DIRECTION:
Copy the data below line for line, without changing any wording or numbers, and leave out the pictures.

## Start EXTRACTED RECORDS

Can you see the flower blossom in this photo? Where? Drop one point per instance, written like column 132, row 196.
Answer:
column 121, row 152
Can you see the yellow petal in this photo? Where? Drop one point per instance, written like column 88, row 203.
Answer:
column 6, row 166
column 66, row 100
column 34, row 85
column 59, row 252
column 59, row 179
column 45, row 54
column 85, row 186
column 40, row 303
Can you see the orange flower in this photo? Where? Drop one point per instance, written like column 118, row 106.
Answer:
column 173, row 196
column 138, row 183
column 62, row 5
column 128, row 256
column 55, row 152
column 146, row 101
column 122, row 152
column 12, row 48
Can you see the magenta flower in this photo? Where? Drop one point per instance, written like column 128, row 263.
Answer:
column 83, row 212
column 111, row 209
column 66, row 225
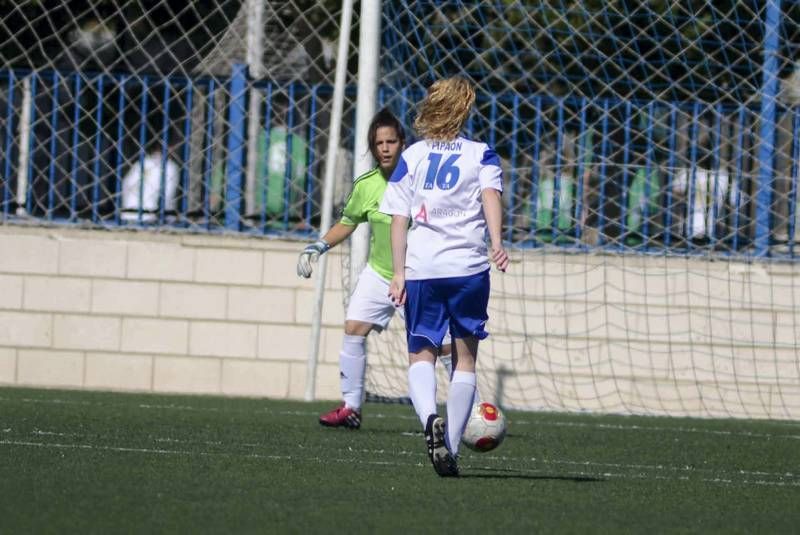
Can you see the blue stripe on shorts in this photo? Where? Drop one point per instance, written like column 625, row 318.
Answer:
column 434, row 305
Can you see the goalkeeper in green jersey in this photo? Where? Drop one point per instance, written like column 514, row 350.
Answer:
column 370, row 307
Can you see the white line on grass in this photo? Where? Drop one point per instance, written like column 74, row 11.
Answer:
column 651, row 471
column 524, row 421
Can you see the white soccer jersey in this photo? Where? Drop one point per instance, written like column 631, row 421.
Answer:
column 438, row 185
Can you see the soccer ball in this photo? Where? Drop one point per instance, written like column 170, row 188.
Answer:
column 486, row 428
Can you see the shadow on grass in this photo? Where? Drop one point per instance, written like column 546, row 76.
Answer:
column 513, row 474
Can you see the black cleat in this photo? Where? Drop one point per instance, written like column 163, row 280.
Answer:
column 442, row 460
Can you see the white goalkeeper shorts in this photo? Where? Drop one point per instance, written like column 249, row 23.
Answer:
column 370, row 301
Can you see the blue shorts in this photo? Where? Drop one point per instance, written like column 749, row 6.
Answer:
column 434, row 305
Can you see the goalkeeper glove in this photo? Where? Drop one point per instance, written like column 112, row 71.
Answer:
column 309, row 255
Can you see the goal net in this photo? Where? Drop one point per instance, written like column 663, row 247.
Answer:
column 650, row 153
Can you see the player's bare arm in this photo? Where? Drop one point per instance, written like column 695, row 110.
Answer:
column 493, row 211
column 399, row 232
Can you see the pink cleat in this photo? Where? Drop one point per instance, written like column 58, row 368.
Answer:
column 341, row 416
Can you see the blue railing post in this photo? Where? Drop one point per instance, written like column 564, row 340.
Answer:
column 235, row 161
column 766, row 150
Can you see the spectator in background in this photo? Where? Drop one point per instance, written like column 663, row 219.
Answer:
column 705, row 189
column 152, row 178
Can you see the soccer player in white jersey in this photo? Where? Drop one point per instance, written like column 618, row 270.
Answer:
column 449, row 188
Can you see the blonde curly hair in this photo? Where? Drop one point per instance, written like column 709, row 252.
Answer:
column 444, row 110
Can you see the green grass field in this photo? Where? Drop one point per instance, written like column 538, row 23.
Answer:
column 88, row 462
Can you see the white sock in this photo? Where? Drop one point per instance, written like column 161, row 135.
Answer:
column 352, row 368
column 459, row 406
column 422, row 389
column 447, row 362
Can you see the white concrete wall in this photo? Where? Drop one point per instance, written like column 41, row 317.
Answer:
column 142, row 311
column 160, row 313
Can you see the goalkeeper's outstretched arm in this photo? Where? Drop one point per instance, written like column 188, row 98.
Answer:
column 336, row 235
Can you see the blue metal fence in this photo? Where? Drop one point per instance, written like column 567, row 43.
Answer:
column 643, row 176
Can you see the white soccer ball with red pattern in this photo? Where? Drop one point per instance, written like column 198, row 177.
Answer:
column 486, row 428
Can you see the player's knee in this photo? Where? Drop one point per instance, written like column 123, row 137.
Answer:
column 357, row 328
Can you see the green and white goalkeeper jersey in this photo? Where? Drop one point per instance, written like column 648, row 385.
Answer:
column 362, row 205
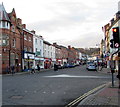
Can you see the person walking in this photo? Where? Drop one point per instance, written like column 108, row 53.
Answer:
column 33, row 69
column 55, row 67
column 38, row 67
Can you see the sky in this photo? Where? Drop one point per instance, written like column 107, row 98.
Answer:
column 67, row 22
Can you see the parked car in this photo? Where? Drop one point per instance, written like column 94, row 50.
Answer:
column 91, row 67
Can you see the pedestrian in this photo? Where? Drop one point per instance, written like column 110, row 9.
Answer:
column 12, row 69
column 55, row 67
column 33, row 69
column 38, row 67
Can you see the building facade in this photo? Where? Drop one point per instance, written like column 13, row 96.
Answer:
column 38, row 50
column 10, row 40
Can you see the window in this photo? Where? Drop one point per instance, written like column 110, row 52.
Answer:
column 13, row 28
column 4, row 40
column 30, row 49
column 30, row 39
column 36, row 49
column 25, row 48
column 35, row 41
column 3, row 24
column 40, row 42
column 13, row 42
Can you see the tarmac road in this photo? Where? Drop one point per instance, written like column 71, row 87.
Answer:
column 50, row 87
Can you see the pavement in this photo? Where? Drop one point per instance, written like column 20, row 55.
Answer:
column 107, row 96
column 28, row 72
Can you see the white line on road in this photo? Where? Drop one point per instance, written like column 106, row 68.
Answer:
column 74, row 76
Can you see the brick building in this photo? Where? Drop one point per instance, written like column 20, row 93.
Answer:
column 9, row 40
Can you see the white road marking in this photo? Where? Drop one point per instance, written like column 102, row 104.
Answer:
column 74, row 76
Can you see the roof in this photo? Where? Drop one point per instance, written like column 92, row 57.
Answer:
column 3, row 13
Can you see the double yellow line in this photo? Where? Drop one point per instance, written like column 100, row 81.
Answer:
column 74, row 102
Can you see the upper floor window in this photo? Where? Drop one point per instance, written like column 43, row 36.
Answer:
column 13, row 28
column 30, row 49
column 4, row 40
column 3, row 24
column 25, row 48
column 35, row 41
column 30, row 39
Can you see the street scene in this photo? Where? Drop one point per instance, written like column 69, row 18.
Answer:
column 59, row 53
column 51, row 87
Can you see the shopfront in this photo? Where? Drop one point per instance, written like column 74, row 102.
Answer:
column 39, row 61
column 47, row 63
column 28, row 60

## End EXTRACTED RECORDS

TASK ANSWER:
Can you see the flower blossom in this photo? Where? Drop one point per instance, written like column 132, row 196.
Answer:
column 121, row 152
Can you see the yellow petal in this photo? Where? Drop one point per instance, written like column 88, row 203.
Answer:
column 6, row 166
column 66, row 100
column 34, row 85
column 59, row 252
column 59, row 179
column 45, row 54
column 85, row 186
column 40, row 303
Can you see the orange flower in this photo? Where? Drop one point per instance, written like column 118, row 106.
Answer:
column 173, row 196
column 138, row 183
column 62, row 5
column 128, row 256
column 55, row 152
column 146, row 101
column 122, row 152
column 12, row 48
Can you see the magenta flower in this photo? Where? Drop one point per instance, written like column 128, row 263.
Answer:
column 83, row 212
column 111, row 209
column 66, row 225
Can you see the blue stripe on shorts in this photo? Where? Drop one point per instance, written like column 625, row 318.
Answer:
column 434, row 305
Can you see the goalkeeper in green jersey in this photo? Where? Drop one point per instance, written like column 514, row 350.
Answer:
column 370, row 307
Can you see the white line on grass in this photo? Where? Drop one point per instance, written like column 74, row 11.
Answer:
column 651, row 471
column 524, row 421
Can you see the white soccer jersey in this photo? Where? Drop one point per instance, written like column 631, row 421.
Answer:
column 438, row 185
Can you see the soccer ball in this photo? Where? Drop one point per instance, written like column 170, row 188.
Answer:
column 486, row 428
Can you see the shadow on grass in this photo? Where? Drop one point per instance, written like column 546, row 76.
Answer:
column 513, row 474
Can you see the black cleat in this photo? Where? Drop one point per instance, written like column 163, row 280.
Answer:
column 442, row 460
Can you see the white goalkeeper shorts in this photo? Where? Drop one point per instance, written like column 249, row 23.
Answer:
column 370, row 301
Can you see the blue shorts in this photo? Where? Drop one point per instance, written like column 749, row 6.
Answer:
column 434, row 305
Can you see the goalkeeper glove in this photo? Where? Drop one point per instance, written like column 112, row 71.
Answer:
column 309, row 255
Can you see the goal net in this photo? Where? Drop one point per instance, written like column 663, row 247.
Answer:
column 650, row 153
Can you see the player's bare arm in this photo? Where? Drop one point per instance, written like column 695, row 110.
Answer:
column 493, row 211
column 399, row 232
Can you see the pink cleat in this photo? Where? Drop one point per instance, written like column 58, row 368.
Answer:
column 341, row 416
Can you see the blue railing post in this photo? Where? Drop one point per instance, written like column 564, row 340.
Answer:
column 235, row 161
column 766, row 150
Can you see the spectator in background in this photo? Where? Drop one point per instance, written like column 663, row 219.
Answer:
column 705, row 189
column 152, row 178
Can you see the soccer player in white jersey in this photo? Where? Drop one point per instance, written like column 618, row 270.
Answer:
column 449, row 188
Can you see the blonde curly hair in this photo? Where? Drop one point per instance, written like column 709, row 252.
Answer:
column 444, row 110
Can you see the green grass field in this photo? Where? Drop one point per instance, written like column 538, row 23.
Answer:
column 88, row 462
Can you see the white sock in this photo? Where? Drop one point per instance, written like column 161, row 135.
Answer:
column 352, row 368
column 459, row 406
column 422, row 389
column 447, row 362
Can you see the white concrete wall in this photo? Where? Drop one point per instance, written like column 41, row 317.
Answer:
column 142, row 311
column 160, row 313
Can you see the goalkeeper's outstretched arm in this photo? Where? Drop one point per instance, written like column 188, row 98.
Answer:
column 336, row 235
Can you see the blue metal fence in this photo? Where? Drop one point per instance, written like column 567, row 43.
Answer:
column 643, row 176
Can you see the white soccer ball with red pattern in this photo? Where? Drop one point per instance, written like column 198, row 177.
Answer:
column 486, row 428
Can you see the player's knee in this photo? Where? Drop one point per instance, written like column 123, row 137.
Answer:
column 357, row 328
Can you see the green and white goalkeeper jersey in this photo? Where? Drop one point per instance, written like column 648, row 385.
Answer:
column 362, row 205
Can you see the person walking in this photo? Where? Drop one point per instance, written like column 108, row 53.
Answer:
column 33, row 69
column 55, row 67
column 38, row 67
Can you see the sky in this photo? Where? Drop one point per instance, written like column 107, row 98.
Answer:
column 67, row 22
Can you see the parked car in this photo? Where? Drop one point per instance, written like column 94, row 50.
Answer:
column 91, row 67
Can you see the pedestrian in this photo? Where? Drop one point per instance, written like column 110, row 9.
Answer:
column 12, row 69
column 55, row 67
column 33, row 69
column 38, row 67
Can you see the building facade in this photo? Where? Drop one point per instance, written like column 13, row 96.
Answer:
column 38, row 50
column 10, row 40
Can you see the window in this photo? Where? Drop one point per instance, written like column 110, row 52.
Answer:
column 13, row 28
column 4, row 40
column 30, row 49
column 30, row 39
column 36, row 49
column 25, row 48
column 35, row 41
column 3, row 24
column 40, row 42
column 13, row 42
Can you see the tarmac road in this photo? Where? Drop one point per instance, written like column 71, row 87.
Answer:
column 50, row 87
Can you see the pavement in this photo? Where? Drop one point per instance, written like column 20, row 55.
Answer:
column 107, row 96
column 28, row 72
Can you see the white line on road in this photo? Where? Drop one point per instance, written like column 106, row 68.
Answer:
column 74, row 76
Can you see the brick building in this photo? Where? Drop one point per instance, written like column 20, row 93.
Answer:
column 9, row 40
Can you see the white road marking in this photo? Where? Drop one point per instance, written like column 102, row 104.
Answer:
column 74, row 76
Can you see the roof in this photo? Where? Drop one point per instance, written like column 92, row 57.
Answer:
column 3, row 13
Can you see the double yellow line in this photo? Where? Drop one point per instance, written like column 100, row 81.
Answer:
column 74, row 102
Can you see the upper floor window in this photo? Where? Drop one point per instance, written like column 43, row 36.
Answer:
column 13, row 28
column 30, row 49
column 4, row 40
column 3, row 24
column 25, row 48
column 35, row 41
column 30, row 39
Can you see the street scene in this photo? Where? Drop one point per instance, written like column 69, row 18.
Answer:
column 59, row 53
column 51, row 87
Can you see the shopfront in this photo? Where? Drop one point per instance, written like column 74, row 102.
Answer:
column 39, row 61
column 47, row 63
column 28, row 60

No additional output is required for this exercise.